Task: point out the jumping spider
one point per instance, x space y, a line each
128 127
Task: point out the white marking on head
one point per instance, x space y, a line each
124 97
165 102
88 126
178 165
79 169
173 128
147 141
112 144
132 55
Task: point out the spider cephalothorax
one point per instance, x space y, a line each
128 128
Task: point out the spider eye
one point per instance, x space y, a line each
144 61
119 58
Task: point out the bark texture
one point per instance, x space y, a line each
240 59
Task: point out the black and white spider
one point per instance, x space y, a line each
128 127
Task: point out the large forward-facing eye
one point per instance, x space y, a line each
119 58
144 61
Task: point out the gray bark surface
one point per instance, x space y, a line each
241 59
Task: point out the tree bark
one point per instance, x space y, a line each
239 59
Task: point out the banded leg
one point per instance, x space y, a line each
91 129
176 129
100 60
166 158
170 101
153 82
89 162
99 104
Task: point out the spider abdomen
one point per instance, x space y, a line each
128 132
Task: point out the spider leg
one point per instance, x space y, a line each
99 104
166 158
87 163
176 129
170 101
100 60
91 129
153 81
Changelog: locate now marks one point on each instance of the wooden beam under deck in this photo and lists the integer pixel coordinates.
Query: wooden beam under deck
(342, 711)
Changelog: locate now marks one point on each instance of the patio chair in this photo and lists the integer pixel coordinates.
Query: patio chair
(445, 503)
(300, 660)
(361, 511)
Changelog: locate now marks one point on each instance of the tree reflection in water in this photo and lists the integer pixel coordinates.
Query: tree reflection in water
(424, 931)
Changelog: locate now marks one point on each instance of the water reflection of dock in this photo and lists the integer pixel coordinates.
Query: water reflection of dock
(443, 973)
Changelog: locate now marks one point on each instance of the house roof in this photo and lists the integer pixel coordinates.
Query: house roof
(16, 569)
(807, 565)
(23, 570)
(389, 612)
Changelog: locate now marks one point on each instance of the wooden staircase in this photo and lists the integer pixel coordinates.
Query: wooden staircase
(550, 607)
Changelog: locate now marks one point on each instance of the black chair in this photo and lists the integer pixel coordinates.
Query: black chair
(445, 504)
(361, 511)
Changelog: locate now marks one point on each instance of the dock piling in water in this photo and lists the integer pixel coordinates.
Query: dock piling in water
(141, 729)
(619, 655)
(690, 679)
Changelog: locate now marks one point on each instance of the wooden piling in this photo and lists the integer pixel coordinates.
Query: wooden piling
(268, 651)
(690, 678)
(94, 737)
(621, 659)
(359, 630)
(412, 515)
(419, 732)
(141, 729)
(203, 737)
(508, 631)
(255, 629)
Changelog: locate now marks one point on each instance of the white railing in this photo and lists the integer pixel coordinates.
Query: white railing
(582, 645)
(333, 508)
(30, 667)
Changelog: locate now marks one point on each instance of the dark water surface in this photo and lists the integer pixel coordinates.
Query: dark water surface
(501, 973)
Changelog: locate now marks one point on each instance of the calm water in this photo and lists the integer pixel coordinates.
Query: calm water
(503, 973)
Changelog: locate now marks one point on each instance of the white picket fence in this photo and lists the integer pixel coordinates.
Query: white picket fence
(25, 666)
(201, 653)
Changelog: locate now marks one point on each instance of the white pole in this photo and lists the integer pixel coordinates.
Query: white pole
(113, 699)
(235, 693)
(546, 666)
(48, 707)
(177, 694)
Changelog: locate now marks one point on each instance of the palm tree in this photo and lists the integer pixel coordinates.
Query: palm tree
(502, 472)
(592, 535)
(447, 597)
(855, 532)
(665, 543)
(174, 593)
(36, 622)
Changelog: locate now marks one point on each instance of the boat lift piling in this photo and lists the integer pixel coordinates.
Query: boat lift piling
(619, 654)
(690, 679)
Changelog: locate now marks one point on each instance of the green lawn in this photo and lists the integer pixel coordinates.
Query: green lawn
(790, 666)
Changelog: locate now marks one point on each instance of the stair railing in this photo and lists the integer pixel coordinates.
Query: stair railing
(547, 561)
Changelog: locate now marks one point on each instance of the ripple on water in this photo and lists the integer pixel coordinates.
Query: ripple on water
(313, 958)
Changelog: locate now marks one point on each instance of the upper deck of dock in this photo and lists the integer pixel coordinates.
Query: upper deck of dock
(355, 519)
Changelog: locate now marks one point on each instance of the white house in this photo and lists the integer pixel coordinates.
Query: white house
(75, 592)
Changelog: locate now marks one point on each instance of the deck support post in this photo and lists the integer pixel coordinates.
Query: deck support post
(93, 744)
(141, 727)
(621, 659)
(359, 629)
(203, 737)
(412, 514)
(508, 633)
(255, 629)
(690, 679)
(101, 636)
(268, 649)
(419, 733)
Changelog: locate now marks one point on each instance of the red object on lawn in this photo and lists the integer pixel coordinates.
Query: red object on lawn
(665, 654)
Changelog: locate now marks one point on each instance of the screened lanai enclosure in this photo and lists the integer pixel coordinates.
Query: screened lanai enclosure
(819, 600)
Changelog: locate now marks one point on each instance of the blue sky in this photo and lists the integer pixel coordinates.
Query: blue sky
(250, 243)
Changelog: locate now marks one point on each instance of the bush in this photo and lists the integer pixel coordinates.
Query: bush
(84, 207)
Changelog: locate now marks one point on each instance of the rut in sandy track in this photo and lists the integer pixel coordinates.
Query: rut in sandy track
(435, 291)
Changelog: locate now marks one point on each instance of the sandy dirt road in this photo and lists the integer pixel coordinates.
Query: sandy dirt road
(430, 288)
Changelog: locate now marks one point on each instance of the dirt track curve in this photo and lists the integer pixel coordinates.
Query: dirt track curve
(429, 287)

-*-*-

→ **Exercise**
Retyping every entry exactly is the whole of the task.

→ **Output**
Task: point out the jumping spider
one point per instance, x space y, a line each
128 127
Task: point out the white marking on head
one point per instance, x space y, a line each
124 97
165 102
88 126
178 165
79 169
173 128
147 141
112 144
132 55
Task: point out the spider cephalothorax
one point per instance, x space y, a line each
128 128
Task: point out the spider eye
one point per instance, x space y, a line each
144 61
119 58
Task: point out the bark texture
one point per instance, x space y, a line each
240 59
Task: point out the black and white spider
one point per instance, x space y, a line each
128 127
Task: point out the large forward-facing eye
one point per instance, x space y, a line each
119 58
144 61
Task: point out the gray bark surface
one point per instance, x space y, a line each
241 59
Task: point out the tree bark
one point per instance, x space y, a line each
239 59
Task: point out the banded leg
one point per instance, x space y, a line each
91 129
176 129
100 60
166 158
170 101
153 82
89 162
99 104
Task: point out the spider abdomen
one point per instance, x space y, a line each
128 132
Task: point out the spider leg
one point per instance, x space y, a line each
99 104
166 158
87 163
176 129
170 101
100 60
91 129
153 81
Changelog: locate now marks one point on each instance of the wooden beam under deck in this photo and lists the integer pixel coordinates.
Query: wooden beam under deck
(342, 711)
Changelog: locate now marks one point on each instance of the patio chair in this photo and lists the integer pixel coordinates.
Query: patio chair
(445, 503)
(300, 660)
(361, 511)
Changelog: locate now marks one point on each instance of the tree reflection in water in this photo and lists the integer pixel coordinates.
Query: tree reflection in water
(424, 931)
Changelog: locate now marks one point on each instance of the water reflection of dock in this photo and lists the integer pixel coordinates.
Query: water reflection of dock
(443, 973)
Changelog: locate now marks one point on each instance of the house roof in this photo and lists the integer pixel coordinates.
Query: house roof
(16, 569)
(807, 565)
(23, 570)
(389, 612)
Changelog: locate now marks one point on each instance of the wooden staircase in this photo and lists the integer pixel coordinates.
Query: wooden staircase
(550, 607)
Changelog: locate now marks one point on each instance of the black chair in this photo and lists the integer pixel coordinates.
Query: black chair
(445, 504)
(361, 511)
Changelog: locate now marks one point on each instance of the dock piling in water in this photo and lists the integer pixel coordinates.
Query: dock piling in water
(141, 729)
(619, 655)
(690, 679)
Changelog: locate now marks one point on each instance of the wooden piling in this photo and lists the integer pixel coordinates.
Query: wooden piling
(268, 651)
(690, 678)
(94, 737)
(621, 659)
(359, 630)
(412, 515)
(419, 732)
(141, 729)
(203, 737)
(508, 631)
(255, 629)
Changelog: locate now marks one point on each instance of the white railing in this photo and lists the integer pixel coordinates.
Query: white railing
(582, 645)
(333, 508)
(30, 667)
Changelog: locate now marks one point on each instance of the dark water surface in this photo and lists the integer pixel coordinates.
Query: dark water surface
(501, 973)
Changelog: locate now marks one point on each instance of the calm water in this photo and lists the integer pixel coordinates.
Query: calm water
(503, 973)
Changelog: locate now marks one point on each instance of the white picket fence in this photo and lists the integer pixel coordinates.
Query: white picket fence
(25, 666)
(201, 653)
Changelog: locate now marks one point on each instance of the white pole in this photo and lists the integer pixel coordinates.
Query: white pole
(113, 699)
(235, 693)
(546, 666)
(48, 707)
(177, 694)
Changelog: locate now marks one point on each instance of the palm tree in this photo and lists the integer pixel coordinates.
Query: palm tree
(502, 472)
(592, 535)
(447, 597)
(855, 532)
(665, 543)
(174, 593)
(36, 622)
Changelog: locate now marks one point on each instance of the boat lift piling in this photo and lists the integer pixel coordinates.
Query: boat lift piling
(619, 654)
(690, 679)
Changelog: locate now marks one point on each instance of the green lawn in this photo and lists the integer pixel coordinates.
Query: green lawn
(790, 666)
Changelog: locate now marks one point on each instance of the stair railing in this photo and lists the integer pixel coordinates.
Query: stair railing
(547, 561)
Changelog: locate now marks one point on each instance of the ripple on water in this photo and lists the integer pixel coordinates.
Query: ripple on water
(313, 958)
Changelog: locate now marks one point on each instance of the upper deck of dock in this photo and lists the integer pixel coordinates.
Query: upper deck of dock
(355, 519)
Changelog: locate now marks one point on each instance of the white house in this photo and lists the integer pixel coordinates.
Query: white house
(75, 592)
Changelog: locate now marks one point on each instance of the deck support post in this photo and lists the integer pixel coordinates.
Query: deck support post
(93, 744)
(141, 727)
(621, 659)
(359, 629)
(203, 737)
(412, 514)
(508, 633)
(255, 629)
(690, 679)
(101, 636)
(268, 649)
(419, 733)
Changelog: locate now marks one point on each instance of the red object on lawn in this photo and lists the integer pixel coordinates.
Query: red object on lawn
(665, 654)
Changelog: locate now marks one point on each instance of the screened lanai enclosure in this photo and lists the integer pixel coordinates.
Query: screened lanai enclosure
(819, 600)
Changelog: locate now marks one point on each instance of the blue sky in this photo and lists the integer pixel coordinates.
Query: blue sky
(250, 243)
Changelog: locate now marks one point on each instance of the bush in this photo and lists the integer pixel coordinates.
Query: bush
(84, 207)
Changelog: locate now marks one point on each instance of the rut in sandy track in this photo and lists the integer pixel coordinates.
Query: rut in sandy track
(435, 291)
Changelog: locate now marks one point on each instance of the sandy dirt road in this photo and lists the integer pixel coordinates.
Query: sandy dirt road
(430, 288)
Changelog: locate now marks one point on each instance of the dirt track curve in this photo and lists the integer pixel coordinates.
Query: dirt track curve
(429, 287)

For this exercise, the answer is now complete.